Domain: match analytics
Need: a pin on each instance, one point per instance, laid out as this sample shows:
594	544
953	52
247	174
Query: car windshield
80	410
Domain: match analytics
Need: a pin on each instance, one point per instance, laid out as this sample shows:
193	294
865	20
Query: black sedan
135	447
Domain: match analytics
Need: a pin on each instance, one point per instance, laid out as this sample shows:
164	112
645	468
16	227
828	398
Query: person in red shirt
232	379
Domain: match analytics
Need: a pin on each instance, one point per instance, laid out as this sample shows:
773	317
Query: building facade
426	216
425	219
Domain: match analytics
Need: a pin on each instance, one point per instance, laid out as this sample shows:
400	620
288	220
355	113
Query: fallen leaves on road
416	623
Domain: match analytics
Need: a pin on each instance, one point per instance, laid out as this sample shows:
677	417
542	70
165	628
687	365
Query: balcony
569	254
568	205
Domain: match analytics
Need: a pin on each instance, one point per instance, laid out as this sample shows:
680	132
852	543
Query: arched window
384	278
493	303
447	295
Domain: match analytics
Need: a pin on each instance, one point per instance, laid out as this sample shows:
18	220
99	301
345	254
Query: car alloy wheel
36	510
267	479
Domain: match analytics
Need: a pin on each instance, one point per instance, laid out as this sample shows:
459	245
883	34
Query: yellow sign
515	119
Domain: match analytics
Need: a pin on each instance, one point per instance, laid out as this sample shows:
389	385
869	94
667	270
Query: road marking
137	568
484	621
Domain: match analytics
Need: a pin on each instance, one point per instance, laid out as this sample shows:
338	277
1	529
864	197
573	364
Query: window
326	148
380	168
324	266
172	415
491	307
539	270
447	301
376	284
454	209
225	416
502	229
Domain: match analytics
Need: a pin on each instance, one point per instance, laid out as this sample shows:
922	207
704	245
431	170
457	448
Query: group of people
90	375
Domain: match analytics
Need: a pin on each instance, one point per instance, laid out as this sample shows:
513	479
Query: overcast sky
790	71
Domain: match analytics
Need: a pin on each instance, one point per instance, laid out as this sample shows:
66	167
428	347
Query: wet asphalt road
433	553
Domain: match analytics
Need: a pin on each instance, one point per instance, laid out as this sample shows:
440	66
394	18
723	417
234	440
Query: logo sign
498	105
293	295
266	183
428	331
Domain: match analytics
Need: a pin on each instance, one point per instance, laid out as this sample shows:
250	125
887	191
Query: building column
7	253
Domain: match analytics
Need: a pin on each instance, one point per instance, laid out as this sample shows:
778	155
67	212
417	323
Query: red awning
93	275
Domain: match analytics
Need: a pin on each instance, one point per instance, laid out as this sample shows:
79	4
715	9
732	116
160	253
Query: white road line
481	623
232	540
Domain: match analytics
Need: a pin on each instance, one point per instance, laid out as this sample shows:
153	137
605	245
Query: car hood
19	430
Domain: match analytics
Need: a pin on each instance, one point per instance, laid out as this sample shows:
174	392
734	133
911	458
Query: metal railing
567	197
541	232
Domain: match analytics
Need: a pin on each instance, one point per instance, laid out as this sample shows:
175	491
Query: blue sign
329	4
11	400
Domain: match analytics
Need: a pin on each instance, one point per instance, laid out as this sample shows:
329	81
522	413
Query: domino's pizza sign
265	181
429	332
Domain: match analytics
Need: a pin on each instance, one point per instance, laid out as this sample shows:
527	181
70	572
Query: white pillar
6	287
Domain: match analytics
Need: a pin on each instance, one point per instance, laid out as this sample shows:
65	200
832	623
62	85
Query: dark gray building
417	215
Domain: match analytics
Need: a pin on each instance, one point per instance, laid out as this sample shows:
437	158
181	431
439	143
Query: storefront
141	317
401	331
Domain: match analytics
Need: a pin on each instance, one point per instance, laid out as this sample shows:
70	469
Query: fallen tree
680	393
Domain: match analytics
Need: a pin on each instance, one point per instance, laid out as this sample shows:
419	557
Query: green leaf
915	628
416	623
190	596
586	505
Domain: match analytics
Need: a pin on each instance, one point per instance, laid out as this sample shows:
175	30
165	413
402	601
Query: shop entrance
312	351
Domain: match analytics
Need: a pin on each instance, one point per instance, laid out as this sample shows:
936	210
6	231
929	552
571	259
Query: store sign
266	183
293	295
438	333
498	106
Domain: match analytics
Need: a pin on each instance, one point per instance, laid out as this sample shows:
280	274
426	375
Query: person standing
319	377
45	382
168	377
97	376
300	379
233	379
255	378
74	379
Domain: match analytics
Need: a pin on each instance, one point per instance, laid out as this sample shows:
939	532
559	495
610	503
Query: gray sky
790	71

## Goal of the exercise
Give the entries again, every one of them exactly.

## Answer to this exercise
Domain: match analytics
Need: a pin on each instance, one point per instance, laid out as this sample shows:
594	544
953	52
247	174
Query: car windshield
80	410
Domain: match analytics
Need: a pin on each instance, one point per instance, laid out as this sample shows:
193	294
865	20
Query: black sedan
135	447
Domain: match analytics
Need: a pin on each instance, one point per instance, laid out as this sample shows:
164	112
645	468
16	227
828	398
Query: person in red shirt
232	379
Domain: match analytics
Need: a pin on each instance, one point per instance, laid out as this sample shows:
773	317
Query: building facade
426	216
425	219
Domain: match analytics
Need: a pin on each instance, one point per instance, laid out as this sample shows:
400	620
288	220
355	113
Query: fallen leaves on road
416	623
Domain: match analytics
Need: a pin on each instance, one point per instance, laid out as this sample shows:
677	417
542	70
165	628
687	365
Query: balcony
569	254
568	205
Domain: match analytics
Need: a pin on each instance, one point per instance, laid out as this sample shows:
680	132
852	543
Query: arched window
384	278
493	303
447	295
Domain: match analytics
Need: a pin on each instance, one point per instance, laid out as this sample shows:
18	220
99	301
345	254
Query: car alloy wheel
36	510
267	479
Domain: match analytics
Need: a pin on each instance, one point per instance, laid out as this sample shows:
459	245
883	34
Query: yellow sign
515	119
Domain: match analytics
Need: a pin on each instance, one point per instance, laid out as this sample shows:
389	385
869	94
667	270
Query: road marking
137	568
484	621
Domain: match analytics
Need: a pin on each instance, one point per instance, laid out as this sample shows:
338	277
1	529
864	197
573	364
Query: window
326	148
380	168
324	266
172	415
491	307
539	270
447	301
376	284
454	209
225	416
502	229
Domain: match analytics
Need: a pin on each instance, one point per instance, laid out as this sample shows:
922	207
704	245
431	170
457	448
Query: group of people
90	375
Domain: match analytics
Need: a pin on each instance, one point per instance, laid out as this sample shows:
513	479
Query: overcast sky
790	71
Domain: match analytics
Need: a pin on each instance, one point per instance, laid out as this sample shows:
66	167
428	347
Query: wet asphalt road
433	553
Domain: match analytics
Need: a pin on each instance, one point per instance, laid out as this sample shows:
440	66
394	18
723	417
234	440
Query: logo sign
498	105
293	295
266	183
428	331
Domain: match analytics
Need: a pin on each instance, one point per instance, laid out as this sample shows:
250	125
887	191
Query: building column
7	253
Domain: match analytics
Need: a pin on each instance, one point per instance, laid out as this sample shows:
778	155
67	212
417	323
Query: red awning
93	275
Domain: match analytics
Need: a pin on each instance, one point per instance, laid out as this sample shows:
79	4
715	9
732	116
160	253
Query: white road line
481	623
232	540
Domain: match analytics
Need: a pin on each instance, one point per instance, laid out as this sample shows:
153	137
605	245
Query: car hood
19	430
Domain: match analytics
Need: a pin on each instance, one point per instance, laid out as this sample shows:
174	392
734	133
911	458
Query: metal railing
567	197
541	232
Domain: match analytics
Need: a pin on each instance, one point per instance, laid out as this sample shows:
175	491
Query: blue sign
329	4
11	400
Domain: match analytics
Need: a pin on each instance, one point per instance, laid out as this sample shows:
329	81
522	413
Query: domino's pizza sign
265	181
429	332
Domain: match analytics
Need: a pin on each instance, one point per instance, laid out as this sample shows:
527	181
70	572
Query: white pillar
6	287
Domain: match analytics
Need: a pin on each instance, one point per instance, laid out as this sample shows:
65	200
832	623
62	85
Query: dark gray building
417	215
Domain: match analytics
Need: a pin on each instance, one point per instance, laid out as this sample shows:
437	158
181	431
439	143
Query: storefront
141	317
401	331
Domain: match analytics
Need: a pin on each instance, one point per instance, laid out as this sample shows:
70	469
Query: fallen tree
680	393
Domain: match analytics
Need: a pin on each instance, one point per instance, laid out as this sample shows:
419	557
Query: green leaf
915	628
416	623
190	596
586	505
Domain: match analytics
Need: a pin on each instance, one point per instance, laid out as this sample shows:
175	30
165	413
402	601
Query: shop entrance
312	351
Domain: match analytics
Need: a pin on each instance, one point per instance, laid out as this sample shows:
936	210
6	231
929	552
571	259
Query: store sign
266	183
293	295
438	333
498	106
Domain: match analytics
Need: a pin on each instance, one point per instance, laid out as this sample shows:
280	274
426	375
Query: person standing
319	377
45	382
168	377
97	376
300	379
233	379
255	378
74	379
Domain: match analytics
Need: a pin on each instance, one point per instance, laid out as this sample shows:
939	532
559	495
610	503
Query: gray sky
790	71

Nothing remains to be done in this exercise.